*** Passage

Hi,
Colonel Kernel wrote:
My only quibble is with terminology -- "domain", "sub-domain", and "slot" don't say much to me. For starters, you can re-name "slot" to "CPU core" since you've already explained that they're equivalent.
Changing "slots" to "CPU cores" would make more sense
.
I don't really understand the distinction between a domain and a sub-domain, other than the fact that domains can't have slots in them... For example, the IBM/Sequent Numa-Q topology you presented has four "domains". What are they actually? Is there a big crossbar switch connecting them together, or...?
For everything I've been able to find so far (Numa-Q, Altix, Cray, some large Compaq servers) each domain does correspond to a cross-bar, master router or switch (which is IMHO just different manufacturers names for roughly the same thing).
Also, there is no example of a domain that contains memory ranges or I/O buses. Can you give a real-life example of what this looks like?
I can't, but even if a real life example doesn't exist now it doesn't necessarily mean that someone won't create one in the future.
I guess I'm trying to get the software representation to mimic any hardware possible, and do it so that everything within a sub-domain has the same/similar access times.
AFAICT ACPI is only designed for a single layer ("domains" rather than "domains and sub-domains"), which implies OS's are expected to keep track of the "distance" between each domain and every other domain.
For a simplified example (2 memory ranges only), I'd have:
[tt]System
|_Domain 0
| |_Sub-domain 0.0
| | |_Memory range 0.0.0
| |_Sub-domain 0.1
| |_Memory range 0.1.0
|_Domain 1
|_Sub-domain 1.0
| |_Memory range 1.0.0
|_Sub-domain 1.1
|_Memory range 1.1.0[/tt]
While for the same system they'd have:
[tt]System
|_Domain 0
| |_Memory range 0.0
|_Domain 1
| |_Memory range 1.0
|_Domain 2
| |_Memory range 2.0
|_Domain 3
|_Memory range 3.0[/tt]
And an additional array of relative "distances" between domains.

******
*** Extracted material

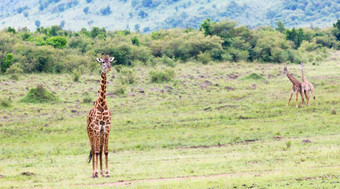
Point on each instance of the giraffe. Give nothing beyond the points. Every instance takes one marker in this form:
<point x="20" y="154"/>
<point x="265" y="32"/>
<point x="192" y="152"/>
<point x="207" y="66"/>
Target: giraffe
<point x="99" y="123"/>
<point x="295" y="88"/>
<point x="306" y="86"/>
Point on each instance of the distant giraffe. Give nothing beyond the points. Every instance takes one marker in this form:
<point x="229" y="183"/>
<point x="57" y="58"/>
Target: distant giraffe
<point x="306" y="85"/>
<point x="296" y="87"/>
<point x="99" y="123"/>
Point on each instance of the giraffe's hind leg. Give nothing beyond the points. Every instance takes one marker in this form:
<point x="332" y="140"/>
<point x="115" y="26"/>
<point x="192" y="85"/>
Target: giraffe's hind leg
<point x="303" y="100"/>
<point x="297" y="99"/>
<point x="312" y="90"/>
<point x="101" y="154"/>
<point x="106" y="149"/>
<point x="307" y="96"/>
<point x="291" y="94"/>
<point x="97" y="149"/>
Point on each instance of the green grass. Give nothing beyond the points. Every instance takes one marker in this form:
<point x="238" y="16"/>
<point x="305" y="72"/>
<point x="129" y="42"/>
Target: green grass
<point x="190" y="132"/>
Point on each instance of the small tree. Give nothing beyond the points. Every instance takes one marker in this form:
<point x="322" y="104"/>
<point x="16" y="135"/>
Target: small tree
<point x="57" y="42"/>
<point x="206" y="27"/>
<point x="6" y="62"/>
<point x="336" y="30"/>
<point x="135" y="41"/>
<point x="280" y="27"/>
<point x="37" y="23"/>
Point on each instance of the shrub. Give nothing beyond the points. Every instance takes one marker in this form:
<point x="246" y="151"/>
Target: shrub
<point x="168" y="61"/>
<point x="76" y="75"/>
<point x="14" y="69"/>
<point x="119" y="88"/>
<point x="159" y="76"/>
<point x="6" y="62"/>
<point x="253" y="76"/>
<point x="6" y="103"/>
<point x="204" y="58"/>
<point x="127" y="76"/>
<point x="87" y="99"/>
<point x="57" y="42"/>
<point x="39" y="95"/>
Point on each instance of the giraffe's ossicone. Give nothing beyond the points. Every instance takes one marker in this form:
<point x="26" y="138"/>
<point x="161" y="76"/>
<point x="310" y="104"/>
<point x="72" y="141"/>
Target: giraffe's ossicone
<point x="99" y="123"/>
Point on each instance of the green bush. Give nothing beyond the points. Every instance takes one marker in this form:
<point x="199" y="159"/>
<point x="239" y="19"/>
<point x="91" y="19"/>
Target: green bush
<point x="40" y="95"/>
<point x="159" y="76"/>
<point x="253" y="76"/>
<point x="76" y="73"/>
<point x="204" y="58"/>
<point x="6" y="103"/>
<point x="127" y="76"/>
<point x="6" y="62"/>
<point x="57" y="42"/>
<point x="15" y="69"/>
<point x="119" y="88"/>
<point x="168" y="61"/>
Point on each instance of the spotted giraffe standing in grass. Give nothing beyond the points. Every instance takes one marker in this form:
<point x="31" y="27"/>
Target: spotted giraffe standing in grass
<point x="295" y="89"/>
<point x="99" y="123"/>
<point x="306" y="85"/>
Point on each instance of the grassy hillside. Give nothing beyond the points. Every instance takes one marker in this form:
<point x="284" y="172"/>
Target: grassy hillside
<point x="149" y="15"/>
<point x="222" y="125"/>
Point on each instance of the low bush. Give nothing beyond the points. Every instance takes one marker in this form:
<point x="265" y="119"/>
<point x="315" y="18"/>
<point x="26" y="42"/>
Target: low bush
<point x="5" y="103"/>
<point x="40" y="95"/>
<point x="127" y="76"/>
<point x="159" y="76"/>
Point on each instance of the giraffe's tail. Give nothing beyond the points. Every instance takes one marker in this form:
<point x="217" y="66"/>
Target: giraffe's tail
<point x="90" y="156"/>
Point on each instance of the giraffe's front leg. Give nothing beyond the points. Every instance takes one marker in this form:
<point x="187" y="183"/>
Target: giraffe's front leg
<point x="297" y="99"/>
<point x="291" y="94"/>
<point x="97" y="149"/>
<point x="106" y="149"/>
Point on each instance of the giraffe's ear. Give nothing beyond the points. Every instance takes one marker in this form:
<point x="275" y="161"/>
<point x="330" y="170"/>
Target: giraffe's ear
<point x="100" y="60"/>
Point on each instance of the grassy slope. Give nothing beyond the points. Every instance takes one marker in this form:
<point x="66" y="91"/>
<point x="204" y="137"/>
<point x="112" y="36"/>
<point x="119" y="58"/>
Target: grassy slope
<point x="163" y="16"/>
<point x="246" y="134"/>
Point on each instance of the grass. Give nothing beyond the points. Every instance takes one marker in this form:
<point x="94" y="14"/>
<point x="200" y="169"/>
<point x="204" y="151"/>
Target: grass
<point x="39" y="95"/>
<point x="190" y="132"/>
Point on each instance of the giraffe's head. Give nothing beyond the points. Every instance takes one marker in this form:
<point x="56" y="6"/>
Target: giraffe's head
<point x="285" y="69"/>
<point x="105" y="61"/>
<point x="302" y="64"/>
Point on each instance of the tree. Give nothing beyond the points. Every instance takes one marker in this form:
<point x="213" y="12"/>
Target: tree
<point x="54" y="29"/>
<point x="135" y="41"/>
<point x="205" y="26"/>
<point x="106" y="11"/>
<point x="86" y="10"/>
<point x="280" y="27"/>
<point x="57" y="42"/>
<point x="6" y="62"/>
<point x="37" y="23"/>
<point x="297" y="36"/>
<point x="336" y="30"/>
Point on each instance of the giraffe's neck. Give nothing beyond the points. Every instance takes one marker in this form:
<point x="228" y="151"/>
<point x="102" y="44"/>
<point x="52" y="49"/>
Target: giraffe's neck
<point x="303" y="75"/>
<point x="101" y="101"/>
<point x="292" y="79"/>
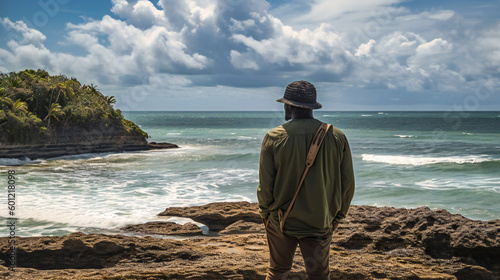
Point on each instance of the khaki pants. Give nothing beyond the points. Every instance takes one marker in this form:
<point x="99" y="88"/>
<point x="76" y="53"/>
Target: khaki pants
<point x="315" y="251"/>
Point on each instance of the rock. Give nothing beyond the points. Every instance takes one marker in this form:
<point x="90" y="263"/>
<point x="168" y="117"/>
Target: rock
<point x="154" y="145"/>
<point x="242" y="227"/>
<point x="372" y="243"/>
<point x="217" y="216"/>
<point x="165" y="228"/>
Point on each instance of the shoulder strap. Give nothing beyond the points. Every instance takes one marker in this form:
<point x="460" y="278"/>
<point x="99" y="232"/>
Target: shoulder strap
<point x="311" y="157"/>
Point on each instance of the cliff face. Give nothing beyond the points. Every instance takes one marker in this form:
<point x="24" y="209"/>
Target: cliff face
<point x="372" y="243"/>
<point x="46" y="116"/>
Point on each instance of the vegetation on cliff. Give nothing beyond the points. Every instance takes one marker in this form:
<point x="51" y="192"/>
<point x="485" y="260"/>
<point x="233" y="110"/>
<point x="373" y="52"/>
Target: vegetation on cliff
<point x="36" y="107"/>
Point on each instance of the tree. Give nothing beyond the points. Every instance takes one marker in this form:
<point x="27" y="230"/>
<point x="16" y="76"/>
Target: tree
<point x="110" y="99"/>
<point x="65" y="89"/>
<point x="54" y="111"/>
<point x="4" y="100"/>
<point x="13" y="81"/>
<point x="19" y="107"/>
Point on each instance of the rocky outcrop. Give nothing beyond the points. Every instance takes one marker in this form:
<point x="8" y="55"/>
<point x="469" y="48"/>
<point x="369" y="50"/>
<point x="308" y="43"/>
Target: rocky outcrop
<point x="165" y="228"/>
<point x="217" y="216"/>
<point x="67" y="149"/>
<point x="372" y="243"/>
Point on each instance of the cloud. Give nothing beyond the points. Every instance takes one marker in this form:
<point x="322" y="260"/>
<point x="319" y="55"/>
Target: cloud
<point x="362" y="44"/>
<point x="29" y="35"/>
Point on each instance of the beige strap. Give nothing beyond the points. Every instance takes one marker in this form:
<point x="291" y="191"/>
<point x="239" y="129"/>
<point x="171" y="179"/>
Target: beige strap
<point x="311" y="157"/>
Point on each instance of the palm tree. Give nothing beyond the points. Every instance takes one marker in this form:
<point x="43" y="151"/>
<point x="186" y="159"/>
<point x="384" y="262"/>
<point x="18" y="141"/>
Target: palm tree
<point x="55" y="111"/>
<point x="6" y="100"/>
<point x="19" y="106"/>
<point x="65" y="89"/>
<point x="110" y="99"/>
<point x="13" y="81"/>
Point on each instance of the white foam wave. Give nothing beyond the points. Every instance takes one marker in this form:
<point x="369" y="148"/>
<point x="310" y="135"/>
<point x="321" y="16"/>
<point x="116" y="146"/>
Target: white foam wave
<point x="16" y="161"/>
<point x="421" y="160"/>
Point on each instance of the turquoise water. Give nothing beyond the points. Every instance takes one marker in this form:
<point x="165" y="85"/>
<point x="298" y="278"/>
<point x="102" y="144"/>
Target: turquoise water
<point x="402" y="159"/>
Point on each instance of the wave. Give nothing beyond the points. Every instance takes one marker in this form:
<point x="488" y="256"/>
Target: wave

******
*** Extracted material

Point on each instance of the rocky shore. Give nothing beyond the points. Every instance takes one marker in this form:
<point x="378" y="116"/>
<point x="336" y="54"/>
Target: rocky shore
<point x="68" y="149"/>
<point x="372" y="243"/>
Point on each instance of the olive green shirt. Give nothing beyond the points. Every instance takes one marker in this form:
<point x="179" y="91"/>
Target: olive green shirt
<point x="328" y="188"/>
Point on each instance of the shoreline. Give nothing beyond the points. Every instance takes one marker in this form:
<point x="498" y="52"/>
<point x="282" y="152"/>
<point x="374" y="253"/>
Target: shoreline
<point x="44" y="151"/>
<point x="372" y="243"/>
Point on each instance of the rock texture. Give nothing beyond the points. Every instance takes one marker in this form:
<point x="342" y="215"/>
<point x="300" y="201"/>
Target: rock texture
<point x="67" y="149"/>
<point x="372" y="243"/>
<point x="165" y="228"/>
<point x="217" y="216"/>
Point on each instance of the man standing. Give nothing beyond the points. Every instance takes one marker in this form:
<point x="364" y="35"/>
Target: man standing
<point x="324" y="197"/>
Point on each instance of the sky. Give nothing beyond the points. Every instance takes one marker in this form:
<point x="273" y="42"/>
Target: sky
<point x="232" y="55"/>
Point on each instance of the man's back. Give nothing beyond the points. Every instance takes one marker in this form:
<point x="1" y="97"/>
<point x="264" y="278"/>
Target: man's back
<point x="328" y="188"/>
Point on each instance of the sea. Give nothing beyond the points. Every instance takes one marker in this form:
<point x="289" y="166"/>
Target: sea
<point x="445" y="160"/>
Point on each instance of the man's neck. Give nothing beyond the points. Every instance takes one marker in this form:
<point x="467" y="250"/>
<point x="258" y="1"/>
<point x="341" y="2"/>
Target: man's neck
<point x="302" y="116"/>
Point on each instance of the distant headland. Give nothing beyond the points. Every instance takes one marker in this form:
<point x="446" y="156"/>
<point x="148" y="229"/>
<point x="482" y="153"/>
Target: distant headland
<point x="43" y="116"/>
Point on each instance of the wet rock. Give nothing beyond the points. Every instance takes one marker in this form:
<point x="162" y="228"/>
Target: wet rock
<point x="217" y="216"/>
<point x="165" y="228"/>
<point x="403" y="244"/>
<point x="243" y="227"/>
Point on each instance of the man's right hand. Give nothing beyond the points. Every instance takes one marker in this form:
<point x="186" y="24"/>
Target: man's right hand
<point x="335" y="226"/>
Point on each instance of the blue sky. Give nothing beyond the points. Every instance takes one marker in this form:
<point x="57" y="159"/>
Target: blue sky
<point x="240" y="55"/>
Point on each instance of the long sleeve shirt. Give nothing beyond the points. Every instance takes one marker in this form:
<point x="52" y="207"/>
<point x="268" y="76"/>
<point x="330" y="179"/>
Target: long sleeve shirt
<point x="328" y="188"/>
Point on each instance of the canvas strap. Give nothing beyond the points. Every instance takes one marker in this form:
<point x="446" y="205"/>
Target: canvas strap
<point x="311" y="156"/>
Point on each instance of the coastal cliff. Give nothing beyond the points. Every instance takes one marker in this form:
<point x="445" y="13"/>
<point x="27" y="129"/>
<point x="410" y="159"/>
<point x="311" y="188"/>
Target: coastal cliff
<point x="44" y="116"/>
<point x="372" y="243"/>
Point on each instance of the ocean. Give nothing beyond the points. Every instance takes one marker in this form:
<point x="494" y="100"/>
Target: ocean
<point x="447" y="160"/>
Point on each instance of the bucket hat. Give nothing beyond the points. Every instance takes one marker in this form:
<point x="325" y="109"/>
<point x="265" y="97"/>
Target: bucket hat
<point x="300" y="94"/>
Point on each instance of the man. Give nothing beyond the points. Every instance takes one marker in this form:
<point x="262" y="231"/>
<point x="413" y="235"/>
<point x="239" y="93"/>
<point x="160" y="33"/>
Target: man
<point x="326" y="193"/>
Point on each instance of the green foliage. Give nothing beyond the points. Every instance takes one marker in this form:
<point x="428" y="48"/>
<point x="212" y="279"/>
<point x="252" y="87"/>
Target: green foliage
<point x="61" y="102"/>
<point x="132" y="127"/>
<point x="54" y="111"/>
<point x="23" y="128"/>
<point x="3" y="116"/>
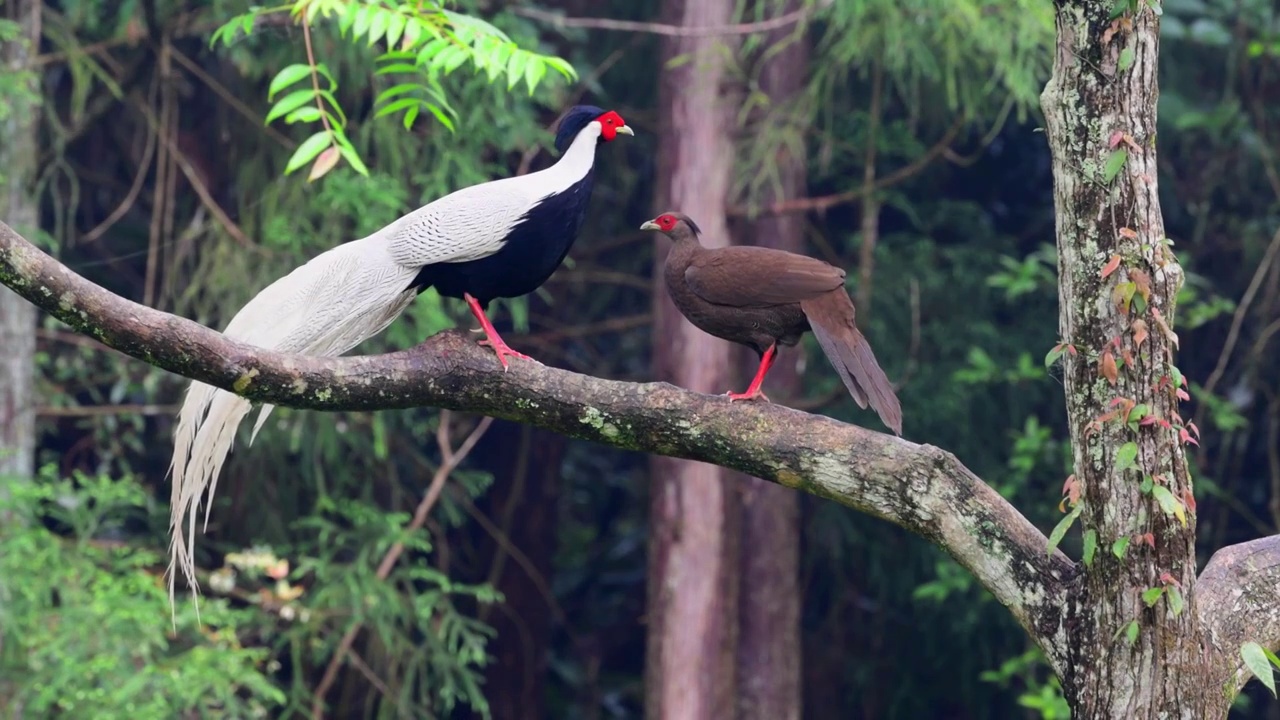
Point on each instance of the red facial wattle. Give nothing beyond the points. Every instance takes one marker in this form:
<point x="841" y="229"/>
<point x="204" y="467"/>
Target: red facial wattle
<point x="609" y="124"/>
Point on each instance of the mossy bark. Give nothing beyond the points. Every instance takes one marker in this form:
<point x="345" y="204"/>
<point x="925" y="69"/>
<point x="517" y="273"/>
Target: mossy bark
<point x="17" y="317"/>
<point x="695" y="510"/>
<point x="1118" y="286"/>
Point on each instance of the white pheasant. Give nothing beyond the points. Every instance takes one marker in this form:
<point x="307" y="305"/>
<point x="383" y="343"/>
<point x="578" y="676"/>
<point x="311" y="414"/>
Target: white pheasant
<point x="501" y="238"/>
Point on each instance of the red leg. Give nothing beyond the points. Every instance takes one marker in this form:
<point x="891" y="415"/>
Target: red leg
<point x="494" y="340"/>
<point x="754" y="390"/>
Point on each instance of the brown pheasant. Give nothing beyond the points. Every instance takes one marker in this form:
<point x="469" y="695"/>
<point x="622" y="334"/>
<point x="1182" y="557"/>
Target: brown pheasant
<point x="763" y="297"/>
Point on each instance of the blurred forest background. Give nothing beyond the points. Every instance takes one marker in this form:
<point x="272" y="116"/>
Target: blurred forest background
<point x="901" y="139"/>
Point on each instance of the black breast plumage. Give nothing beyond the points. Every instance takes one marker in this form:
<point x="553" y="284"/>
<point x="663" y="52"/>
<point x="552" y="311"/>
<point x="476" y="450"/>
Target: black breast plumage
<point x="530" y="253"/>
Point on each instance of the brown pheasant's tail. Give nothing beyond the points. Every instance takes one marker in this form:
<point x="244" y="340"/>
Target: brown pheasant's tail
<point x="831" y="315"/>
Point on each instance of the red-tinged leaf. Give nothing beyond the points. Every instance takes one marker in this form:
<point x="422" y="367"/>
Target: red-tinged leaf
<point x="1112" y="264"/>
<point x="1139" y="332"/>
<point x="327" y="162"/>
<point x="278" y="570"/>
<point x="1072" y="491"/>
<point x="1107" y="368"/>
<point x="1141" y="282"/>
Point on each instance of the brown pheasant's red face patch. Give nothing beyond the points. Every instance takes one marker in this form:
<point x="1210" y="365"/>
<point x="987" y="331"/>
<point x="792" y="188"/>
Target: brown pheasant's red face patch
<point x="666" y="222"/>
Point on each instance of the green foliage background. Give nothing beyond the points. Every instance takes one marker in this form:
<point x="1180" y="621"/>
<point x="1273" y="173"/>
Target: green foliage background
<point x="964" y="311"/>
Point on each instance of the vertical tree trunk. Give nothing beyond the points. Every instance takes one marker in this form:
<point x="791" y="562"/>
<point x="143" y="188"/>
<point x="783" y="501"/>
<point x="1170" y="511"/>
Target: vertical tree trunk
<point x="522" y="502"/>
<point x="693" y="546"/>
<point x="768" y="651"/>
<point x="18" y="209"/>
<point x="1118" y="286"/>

******
*** Extracted material

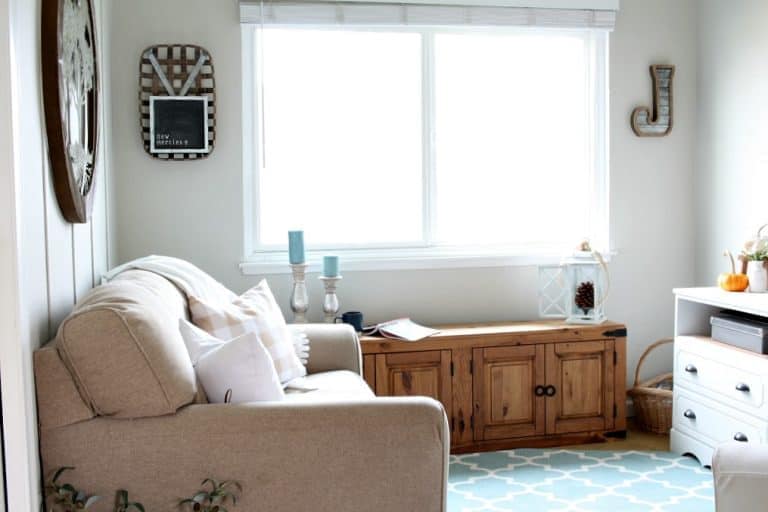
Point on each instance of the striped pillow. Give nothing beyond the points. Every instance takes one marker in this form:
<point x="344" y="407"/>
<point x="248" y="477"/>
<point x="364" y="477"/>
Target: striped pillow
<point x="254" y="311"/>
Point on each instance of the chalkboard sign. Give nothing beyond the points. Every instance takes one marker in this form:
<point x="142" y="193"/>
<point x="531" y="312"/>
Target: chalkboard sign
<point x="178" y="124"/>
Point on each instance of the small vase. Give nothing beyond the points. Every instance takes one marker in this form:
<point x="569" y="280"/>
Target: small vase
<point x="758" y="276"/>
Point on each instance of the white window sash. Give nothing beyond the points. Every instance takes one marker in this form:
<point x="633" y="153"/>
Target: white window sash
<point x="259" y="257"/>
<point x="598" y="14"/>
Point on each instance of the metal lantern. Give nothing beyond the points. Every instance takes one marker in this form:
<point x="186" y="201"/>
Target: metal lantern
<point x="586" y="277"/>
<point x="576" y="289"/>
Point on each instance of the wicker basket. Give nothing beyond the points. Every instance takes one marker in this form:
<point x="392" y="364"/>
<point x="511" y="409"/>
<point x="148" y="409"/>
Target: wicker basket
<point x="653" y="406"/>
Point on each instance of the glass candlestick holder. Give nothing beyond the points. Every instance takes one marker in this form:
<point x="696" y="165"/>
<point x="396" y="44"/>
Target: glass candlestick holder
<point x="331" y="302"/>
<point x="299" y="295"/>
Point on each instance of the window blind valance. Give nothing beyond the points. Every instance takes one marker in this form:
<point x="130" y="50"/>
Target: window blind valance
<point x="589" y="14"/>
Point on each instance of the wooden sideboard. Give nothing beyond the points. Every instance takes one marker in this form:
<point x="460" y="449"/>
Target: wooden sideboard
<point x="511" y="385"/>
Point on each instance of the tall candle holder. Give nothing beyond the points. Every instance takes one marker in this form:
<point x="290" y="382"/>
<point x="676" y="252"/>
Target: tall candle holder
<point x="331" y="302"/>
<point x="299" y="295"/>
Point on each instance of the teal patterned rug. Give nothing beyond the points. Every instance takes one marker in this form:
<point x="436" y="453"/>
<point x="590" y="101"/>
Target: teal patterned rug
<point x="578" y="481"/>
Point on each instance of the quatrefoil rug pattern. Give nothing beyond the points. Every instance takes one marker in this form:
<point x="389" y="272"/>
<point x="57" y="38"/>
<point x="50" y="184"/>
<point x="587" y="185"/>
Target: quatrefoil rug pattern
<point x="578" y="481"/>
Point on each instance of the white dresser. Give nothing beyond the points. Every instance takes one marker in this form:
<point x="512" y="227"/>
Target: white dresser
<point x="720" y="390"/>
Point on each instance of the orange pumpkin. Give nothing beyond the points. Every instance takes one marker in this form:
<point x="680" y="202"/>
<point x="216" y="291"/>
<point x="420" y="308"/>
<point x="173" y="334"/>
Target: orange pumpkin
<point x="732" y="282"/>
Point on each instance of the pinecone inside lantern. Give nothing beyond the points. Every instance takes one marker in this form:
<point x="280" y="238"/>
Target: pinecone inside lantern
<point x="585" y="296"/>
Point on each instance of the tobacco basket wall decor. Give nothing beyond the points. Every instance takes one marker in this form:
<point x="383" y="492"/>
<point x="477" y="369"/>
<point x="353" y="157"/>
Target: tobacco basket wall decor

******

Do this »
Please carry on the forum thread about NUMA domains and sub-domains, starting right after its final sentence.

Result »
IMHO my system would be simpler for the kernel to use. Consider the physical memory manager - if it runs out of RAM in a sub-domain then it'd use RAM that is connected any sub-domain within the same domain. Using the example above, if the OS ran out of RAM in memory range 0.0.0 then it'd use RAM from memory range 0.1.0, and not memory range 1.0.0 or 1.1.0.
Without distinguishing between domains and sub-domains, the OS would need to compare relative distances, otherwise the memory manager wouldn't know which memory range is the "next best".
I'm not sure what Linux is doing either. Based on the "Topology API" from
http://lse.sourceforge.net/numa/topology_api/in-kernel/, it looks like they're thinking of "nested NUMA nodes" of any depth.
The main problem I'll have is topology detection - for now, I have no choice but to use ACPI (the SRAT and SLIT tables). Because of this I'm wondering if I'd be better to dump my plans and use domains only, with relative distances (without any attempt to make it correspond to the hardware).
Looks like I need to think about this more - any opinions welcome
...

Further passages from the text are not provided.